Print all of the records below verbatim, leaving out the pictures.

Dataset rows:
## begin

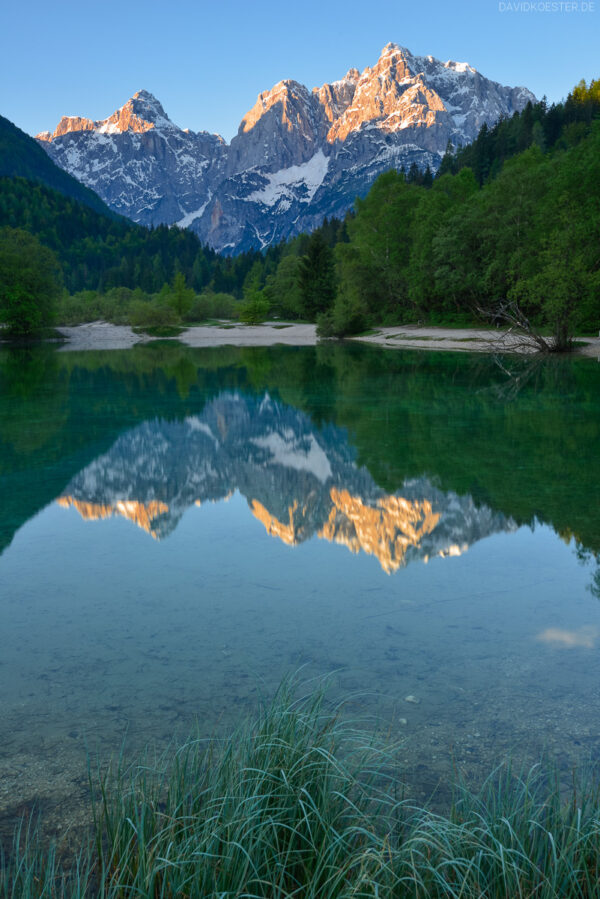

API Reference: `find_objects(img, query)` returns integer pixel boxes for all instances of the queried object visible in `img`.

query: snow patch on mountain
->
[246,150,329,209]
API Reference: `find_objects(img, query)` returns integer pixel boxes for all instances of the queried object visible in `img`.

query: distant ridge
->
[0,116,118,219]
[38,43,535,253]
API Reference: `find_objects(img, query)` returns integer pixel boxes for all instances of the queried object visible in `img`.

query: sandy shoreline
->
[47,321,600,359]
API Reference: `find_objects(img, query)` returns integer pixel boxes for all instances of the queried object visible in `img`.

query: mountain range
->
[37,44,535,253]
[58,391,516,573]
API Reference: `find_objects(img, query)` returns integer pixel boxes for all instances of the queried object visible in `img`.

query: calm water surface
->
[0,344,600,827]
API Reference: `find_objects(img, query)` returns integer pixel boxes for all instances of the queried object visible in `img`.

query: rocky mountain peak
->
[38,43,535,253]
[36,90,177,142]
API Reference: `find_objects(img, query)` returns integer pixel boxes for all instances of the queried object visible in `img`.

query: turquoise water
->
[0,345,600,827]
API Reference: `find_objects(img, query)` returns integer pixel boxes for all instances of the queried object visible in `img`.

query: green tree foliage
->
[0,228,61,336]
[168,272,194,318]
[336,171,424,327]
[298,231,336,321]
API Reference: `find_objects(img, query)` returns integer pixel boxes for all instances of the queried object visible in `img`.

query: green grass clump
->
[0,685,600,899]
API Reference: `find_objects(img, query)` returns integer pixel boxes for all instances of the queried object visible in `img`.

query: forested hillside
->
[0,81,600,349]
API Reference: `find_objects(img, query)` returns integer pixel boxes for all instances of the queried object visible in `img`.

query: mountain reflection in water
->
[58,392,516,573]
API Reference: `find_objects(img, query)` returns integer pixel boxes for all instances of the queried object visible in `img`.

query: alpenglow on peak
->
[38,43,535,253]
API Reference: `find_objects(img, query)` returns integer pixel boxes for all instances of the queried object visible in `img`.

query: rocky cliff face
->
[58,393,515,573]
[38,44,535,252]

## end

Task response:
API Reference: `find_objects(img, query)` returns integer pixel boxes for all instances of the queried object visible in `img`.

query: snow patch on mountain
->
[246,150,329,209]
API Reference: `find_objects(img, query)` returns integer pixel boxes for all instances of the queried object visible in `img`.

query: distant ridge
->
[0,116,118,219]
[38,43,535,253]
API Reference: `find_objects(img, query)` returns integer pixel boxes for all instances of the queried object visible in `img`.

query: sandy shoreline
->
[47,321,600,359]
API Reference: `find_objects(img, query)` returns integer pixel boxes for all instances of the queried object visible in `img`.

query: mountain range
->
[37,44,535,253]
[58,391,516,573]
API Reference: `find_objects(img, query)` returns integer pixel boxes for all instances of the queried object visible in `img`.

query: calm water surface
->
[0,344,600,827]
API Reference: `find_objects(img, query)` returns integer pixel boxes for all instances of the queried object visible in `img`.

query: rocky mountain peak
->
[38,43,535,253]
[36,90,177,142]
API Reference: `find_objects(img, query)` returns integer pixel boxes for all instances of the queried object visible in `img`.

query: turquoise water
->
[0,345,600,827]
API Reference: `find_objects(img, query)` returns integer pixel boxes for all instances of the queried object visible in `img`.

query: green tree foliage
->
[0,228,61,336]
[168,272,194,318]
[336,171,424,327]
[298,231,336,321]
API Reference: `find_objects(img, query)` returns integer pixel boxes for all instances of the queried object visible in `img`.

query: green grass clump
->
[0,685,600,899]
API Reference: `find_objects(img, query)` returns integer pixel boxes for all instances of the queried object visible in `img`.

query: forested hillside
->
[0,81,600,349]
API Reference: `find_objects(img, query)` returns integer pixel boxes for all instances of the queried object visible in `img`.

query: mountain reflection in water
->
[58,392,516,573]
API Reference: `find_objects(img, query)` returns integer pixel boxes for all instances of the queried object visible in `img`.

query: alpenglow on peak
->
[38,43,535,253]
API Reference: `find_objects(img, query)` returns integer pixel boxes for all instances of the queried object visible in `img`.

query: rocky cliff face
->
[58,393,515,573]
[38,44,535,252]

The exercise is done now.